**WHAT IS EXPECTED**: According to the forum introduction below, how many blog posts has the writer written since starting the current job?
--- BEGIN SOURCE ---
Pleasure to make your acquaintance officially. I can't remember how I specifically found this forum - but I think it had to do with me researching SEO on YouTube and I ended up on the Digital Strategy Crash Course and bookmarking it. Since then, I've been coming back nearly everyday to read the forums. I feel like Reddit is just too clogged up and not interpersonal enough for my liking. Plus, ya'll write some of the most fire copy I have ever seen.

Here's what I'm working with:

I'm a 27 year old Digital Marketing Manager, and I've never had to do SEO before in a traditional sense (I'm more familiar with SEO from a social media standpoint). I've been learning the last few months after taking a job with a brand new e-commerce startup. I'm talking - brand new domain, no content, and essentially no marketing budget. We're a niche job board to put it into perspective.

Since I started here, I've written 42 blog posts, and only some of them are ranking, and not highly at that. I've been using keywords everywhere and trying to target long-tailed keywords when writing my content, but I haven't quite cracked the code yet.

Here is a snippet of our analytics for the last three months.
--- END SOURCE ---
--- BEGIN RECORDS PROVIDED ---
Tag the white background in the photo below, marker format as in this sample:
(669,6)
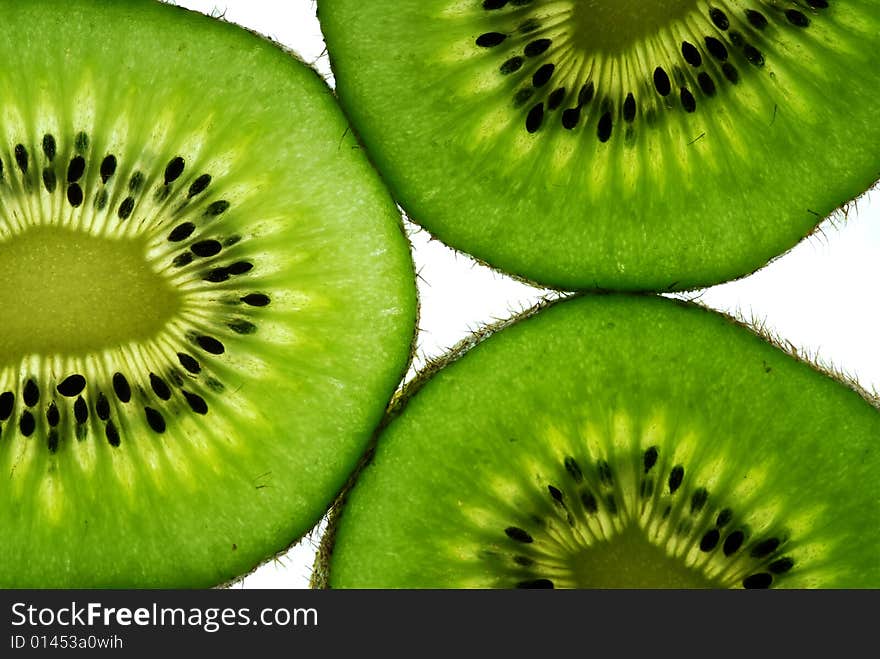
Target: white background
(822,296)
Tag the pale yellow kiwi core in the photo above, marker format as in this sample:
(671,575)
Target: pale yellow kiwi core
(630,560)
(68,292)
(612,26)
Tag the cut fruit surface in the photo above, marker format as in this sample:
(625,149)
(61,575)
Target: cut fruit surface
(208,297)
(618,441)
(615,144)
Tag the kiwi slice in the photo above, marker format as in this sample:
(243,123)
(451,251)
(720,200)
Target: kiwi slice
(207,297)
(618,441)
(618,144)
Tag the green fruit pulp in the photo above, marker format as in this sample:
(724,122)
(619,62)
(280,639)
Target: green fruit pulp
(618,441)
(765,124)
(214,297)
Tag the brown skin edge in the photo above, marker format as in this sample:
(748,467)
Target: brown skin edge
(321,572)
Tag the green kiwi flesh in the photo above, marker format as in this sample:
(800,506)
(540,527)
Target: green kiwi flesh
(614,144)
(207,297)
(618,441)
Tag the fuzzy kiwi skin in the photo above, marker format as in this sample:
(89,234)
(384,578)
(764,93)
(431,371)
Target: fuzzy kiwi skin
(209,497)
(558,209)
(810,451)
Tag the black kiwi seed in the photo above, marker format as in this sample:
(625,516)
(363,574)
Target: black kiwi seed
(629,108)
(217,208)
(108,168)
(81,142)
(181,232)
(50,181)
(611,504)
(650,458)
(256,299)
(211,345)
(490,39)
(688,102)
(49,146)
(512,65)
(240,267)
(537,47)
(136,181)
(796,18)
(182,259)
(126,208)
(31,393)
(205,248)
(756,19)
(518,534)
(155,419)
(121,387)
(603,131)
(7,402)
(72,386)
(80,410)
(53,418)
(676,476)
(21,158)
(27,424)
(242,327)
(217,275)
(759,580)
(52,441)
(174,169)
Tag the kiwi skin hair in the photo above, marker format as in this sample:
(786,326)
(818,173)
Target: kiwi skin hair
(208,302)
(770,499)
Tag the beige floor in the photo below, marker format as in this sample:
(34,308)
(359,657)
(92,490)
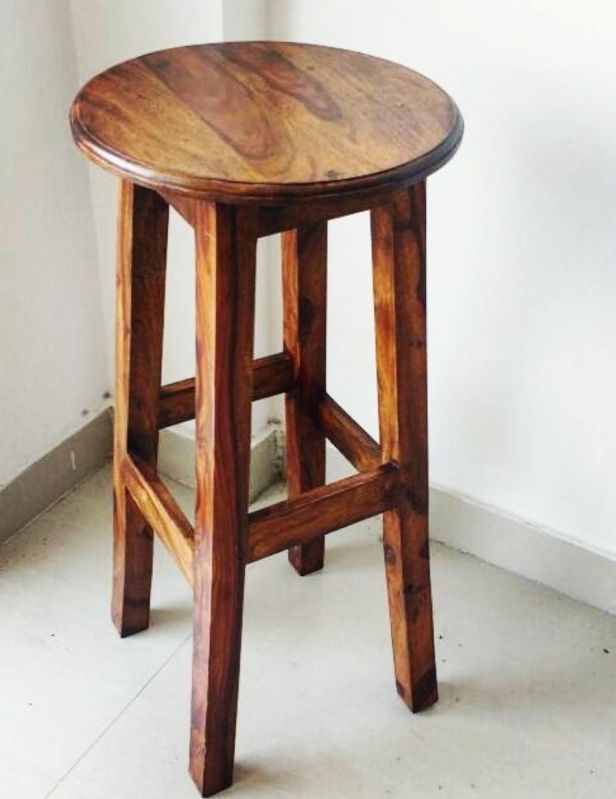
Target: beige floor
(527,677)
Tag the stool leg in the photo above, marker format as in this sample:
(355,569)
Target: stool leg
(398,235)
(304,262)
(226,258)
(142,251)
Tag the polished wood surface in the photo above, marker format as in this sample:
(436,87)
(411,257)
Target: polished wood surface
(399,267)
(245,140)
(226,245)
(304,288)
(265,122)
(271,375)
(140,294)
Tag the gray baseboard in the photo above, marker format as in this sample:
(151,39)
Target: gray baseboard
(176,459)
(488,533)
(60,470)
(513,544)
(523,548)
(55,474)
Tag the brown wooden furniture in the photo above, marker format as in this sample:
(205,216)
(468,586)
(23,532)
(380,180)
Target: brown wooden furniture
(245,140)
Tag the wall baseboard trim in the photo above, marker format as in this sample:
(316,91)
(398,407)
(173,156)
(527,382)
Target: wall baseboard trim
(485,532)
(523,548)
(513,544)
(55,474)
(176,459)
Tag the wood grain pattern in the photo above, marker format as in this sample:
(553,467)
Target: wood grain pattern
(142,243)
(322,510)
(226,260)
(304,280)
(272,374)
(265,122)
(398,234)
(159,508)
(349,438)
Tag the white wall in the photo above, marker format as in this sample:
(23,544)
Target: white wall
(52,358)
(522,250)
(107,32)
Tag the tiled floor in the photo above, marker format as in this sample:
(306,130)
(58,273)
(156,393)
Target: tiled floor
(527,677)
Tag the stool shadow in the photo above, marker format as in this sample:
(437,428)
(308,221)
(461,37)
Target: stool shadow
(171,616)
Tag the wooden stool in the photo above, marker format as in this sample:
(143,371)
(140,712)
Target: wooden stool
(245,140)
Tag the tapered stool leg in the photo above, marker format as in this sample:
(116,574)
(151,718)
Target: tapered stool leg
(304,265)
(142,245)
(226,253)
(398,235)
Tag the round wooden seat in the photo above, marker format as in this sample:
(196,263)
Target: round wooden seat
(246,140)
(265,122)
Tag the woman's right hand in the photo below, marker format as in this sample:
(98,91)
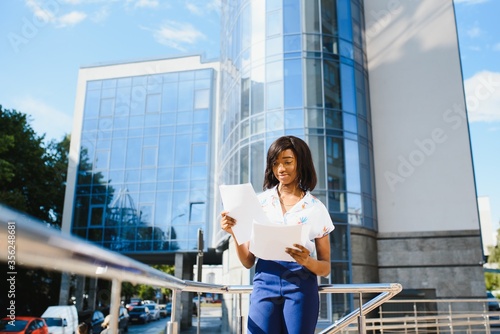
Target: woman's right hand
(227,222)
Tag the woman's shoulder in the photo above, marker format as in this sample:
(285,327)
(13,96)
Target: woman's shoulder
(266,193)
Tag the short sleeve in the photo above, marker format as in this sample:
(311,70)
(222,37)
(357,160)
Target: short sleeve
(320,220)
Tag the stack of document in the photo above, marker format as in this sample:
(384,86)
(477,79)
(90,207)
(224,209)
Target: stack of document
(268,240)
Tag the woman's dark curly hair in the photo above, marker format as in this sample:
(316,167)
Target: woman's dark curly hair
(305,166)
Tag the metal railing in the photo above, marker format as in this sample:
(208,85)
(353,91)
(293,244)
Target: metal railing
(32,244)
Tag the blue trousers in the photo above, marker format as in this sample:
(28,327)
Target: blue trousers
(284,299)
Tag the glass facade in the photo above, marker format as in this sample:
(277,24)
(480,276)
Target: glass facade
(145,157)
(298,67)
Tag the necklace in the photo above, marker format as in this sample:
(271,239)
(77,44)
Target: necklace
(290,205)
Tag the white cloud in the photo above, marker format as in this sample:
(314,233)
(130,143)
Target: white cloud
(482,93)
(101,14)
(50,12)
(177,34)
(70,19)
(202,8)
(45,119)
(474,32)
(146,3)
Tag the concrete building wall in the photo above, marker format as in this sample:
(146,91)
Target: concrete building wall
(426,198)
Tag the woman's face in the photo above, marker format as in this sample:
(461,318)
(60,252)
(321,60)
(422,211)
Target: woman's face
(285,167)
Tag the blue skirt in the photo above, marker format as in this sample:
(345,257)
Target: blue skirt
(284,299)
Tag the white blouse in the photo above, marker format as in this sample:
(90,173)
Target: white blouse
(309,210)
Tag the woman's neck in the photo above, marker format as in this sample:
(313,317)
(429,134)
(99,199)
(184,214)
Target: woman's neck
(291,189)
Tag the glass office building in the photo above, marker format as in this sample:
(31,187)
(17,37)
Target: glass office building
(298,67)
(142,182)
(153,140)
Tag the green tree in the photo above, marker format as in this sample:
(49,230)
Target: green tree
(32,180)
(32,173)
(492,280)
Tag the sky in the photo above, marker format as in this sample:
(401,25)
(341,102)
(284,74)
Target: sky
(45,42)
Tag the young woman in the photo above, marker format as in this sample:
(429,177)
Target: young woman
(285,295)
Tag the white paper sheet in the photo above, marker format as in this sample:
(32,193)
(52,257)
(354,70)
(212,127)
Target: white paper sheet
(269,241)
(241,201)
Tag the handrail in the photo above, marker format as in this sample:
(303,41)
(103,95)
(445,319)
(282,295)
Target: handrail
(36,245)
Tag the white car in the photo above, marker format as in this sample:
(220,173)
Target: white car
(154,310)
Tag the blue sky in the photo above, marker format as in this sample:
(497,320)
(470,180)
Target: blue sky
(45,42)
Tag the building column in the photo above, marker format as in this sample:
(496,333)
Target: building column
(65,287)
(184,270)
(80,287)
(92,295)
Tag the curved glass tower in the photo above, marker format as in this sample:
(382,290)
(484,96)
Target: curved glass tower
(298,67)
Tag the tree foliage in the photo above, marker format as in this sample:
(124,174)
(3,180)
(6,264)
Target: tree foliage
(32,173)
(32,180)
(492,280)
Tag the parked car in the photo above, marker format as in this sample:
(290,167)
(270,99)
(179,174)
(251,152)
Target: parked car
(493,303)
(202,299)
(24,325)
(123,318)
(154,311)
(139,314)
(61,319)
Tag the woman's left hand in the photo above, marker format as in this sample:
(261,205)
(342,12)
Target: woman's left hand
(300,254)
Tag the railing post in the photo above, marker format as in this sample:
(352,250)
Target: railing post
(361,318)
(415,315)
(239,324)
(172,324)
(114,310)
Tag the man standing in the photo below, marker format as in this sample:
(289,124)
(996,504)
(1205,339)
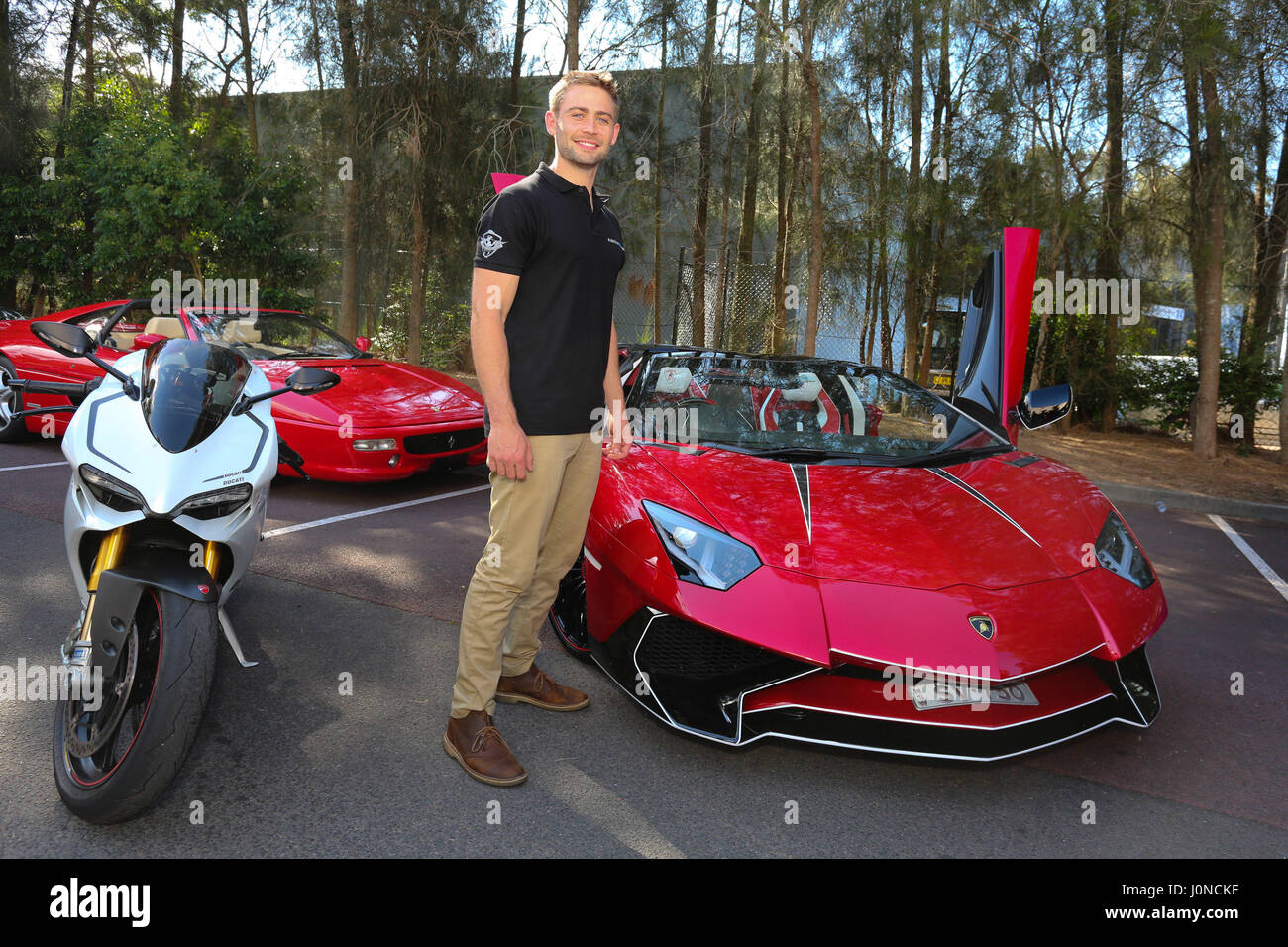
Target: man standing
(545,350)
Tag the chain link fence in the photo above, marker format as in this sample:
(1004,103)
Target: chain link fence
(738,311)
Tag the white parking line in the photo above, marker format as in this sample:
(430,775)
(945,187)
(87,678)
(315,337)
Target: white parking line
(1262,566)
(609,810)
(284,530)
(33,467)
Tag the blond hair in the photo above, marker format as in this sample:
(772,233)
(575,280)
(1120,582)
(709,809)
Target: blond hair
(599,80)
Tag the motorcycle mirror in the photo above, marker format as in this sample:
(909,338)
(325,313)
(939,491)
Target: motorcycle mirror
(65,339)
(1044,406)
(310,380)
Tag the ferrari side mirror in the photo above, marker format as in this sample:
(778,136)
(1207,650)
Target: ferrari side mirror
(65,339)
(1043,406)
(310,380)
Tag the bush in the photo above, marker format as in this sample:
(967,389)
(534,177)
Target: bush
(445,334)
(1170,382)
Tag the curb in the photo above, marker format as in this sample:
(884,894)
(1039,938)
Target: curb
(1194,502)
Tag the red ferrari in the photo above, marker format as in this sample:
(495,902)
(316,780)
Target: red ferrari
(384,421)
(818,551)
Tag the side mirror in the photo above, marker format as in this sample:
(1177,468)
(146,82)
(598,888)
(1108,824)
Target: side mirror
(310,380)
(65,339)
(143,339)
(1043,406)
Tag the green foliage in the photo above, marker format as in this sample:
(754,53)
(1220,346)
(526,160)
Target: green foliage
(137,197)
(1168,384)
(445,333)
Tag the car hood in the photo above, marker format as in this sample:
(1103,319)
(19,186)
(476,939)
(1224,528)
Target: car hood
(375,393)
(987,523)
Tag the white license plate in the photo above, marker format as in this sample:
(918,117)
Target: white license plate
(930,693)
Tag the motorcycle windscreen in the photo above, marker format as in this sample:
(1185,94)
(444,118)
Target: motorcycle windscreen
(188,389)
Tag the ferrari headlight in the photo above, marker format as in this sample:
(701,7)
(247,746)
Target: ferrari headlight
(215,504)
(110,491)
(1119,553)
(699,553)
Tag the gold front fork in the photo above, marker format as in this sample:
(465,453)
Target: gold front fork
(110,551)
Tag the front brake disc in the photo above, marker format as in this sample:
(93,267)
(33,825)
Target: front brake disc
(89,731)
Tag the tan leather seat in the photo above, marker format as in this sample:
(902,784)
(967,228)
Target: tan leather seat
(241,330)
(168,326)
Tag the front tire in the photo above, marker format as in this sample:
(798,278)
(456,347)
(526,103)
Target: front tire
(167,692)
(11,428)
(568,612)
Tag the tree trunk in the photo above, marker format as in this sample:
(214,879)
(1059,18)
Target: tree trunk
(574,26)
(657,182)
(815,184)
(698,309)
(750,183)
(516,68)
(883,231)
(938,149)
(248,71)
(348,318)
(1111,228)
(68,77)
(176,72)
(912,213)
(778,337)
(1207,234)
(89,51)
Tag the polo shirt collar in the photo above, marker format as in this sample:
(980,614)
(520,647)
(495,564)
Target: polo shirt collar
(563,185)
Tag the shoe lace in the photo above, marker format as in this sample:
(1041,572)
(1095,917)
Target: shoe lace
(483,736)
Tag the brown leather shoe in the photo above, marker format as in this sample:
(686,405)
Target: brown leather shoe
(536,688)
(478,746)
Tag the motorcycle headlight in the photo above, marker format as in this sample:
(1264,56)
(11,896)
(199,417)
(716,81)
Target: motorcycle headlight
(1119,553)
(110,491)
(699,553)
(215,504)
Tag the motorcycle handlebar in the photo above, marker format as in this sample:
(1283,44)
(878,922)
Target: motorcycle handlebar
(60,388)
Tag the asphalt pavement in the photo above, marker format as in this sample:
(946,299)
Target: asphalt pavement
(286,764)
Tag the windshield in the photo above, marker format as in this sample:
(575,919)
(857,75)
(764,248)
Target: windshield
(829,410)
(271,335)
(188,389)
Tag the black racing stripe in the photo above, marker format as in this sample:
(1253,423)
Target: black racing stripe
(802,474)
(983,499)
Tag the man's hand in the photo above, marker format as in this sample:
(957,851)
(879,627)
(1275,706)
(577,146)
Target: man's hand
(617,444)
(509,453)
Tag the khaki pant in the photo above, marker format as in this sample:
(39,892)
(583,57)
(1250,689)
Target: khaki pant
(537,527)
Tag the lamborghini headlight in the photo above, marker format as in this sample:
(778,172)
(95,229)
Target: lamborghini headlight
(700,554)
(1119,553)
(215,504)
(110,491)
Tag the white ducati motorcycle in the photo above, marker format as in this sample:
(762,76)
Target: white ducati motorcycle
(171,459)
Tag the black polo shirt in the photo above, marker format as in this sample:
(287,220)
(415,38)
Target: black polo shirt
(567,254)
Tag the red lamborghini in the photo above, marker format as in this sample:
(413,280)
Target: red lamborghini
(819,551)
(384,421)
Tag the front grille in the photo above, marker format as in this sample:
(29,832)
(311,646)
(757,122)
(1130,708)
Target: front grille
(673,646)
(443,441)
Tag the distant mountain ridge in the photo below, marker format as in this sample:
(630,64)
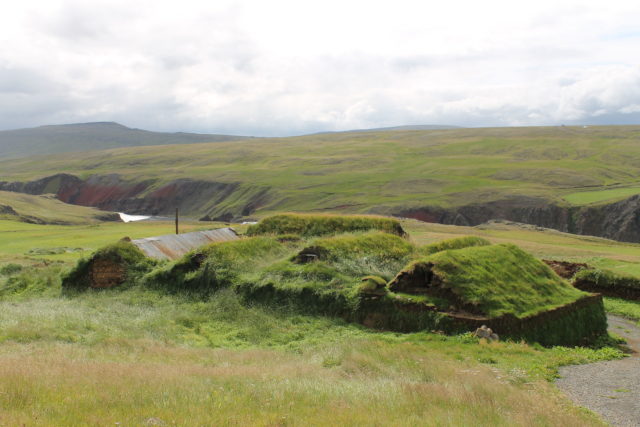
--- END RECORDS PROVIDED ---
**WORKED ANSWER**: 42 blog posts.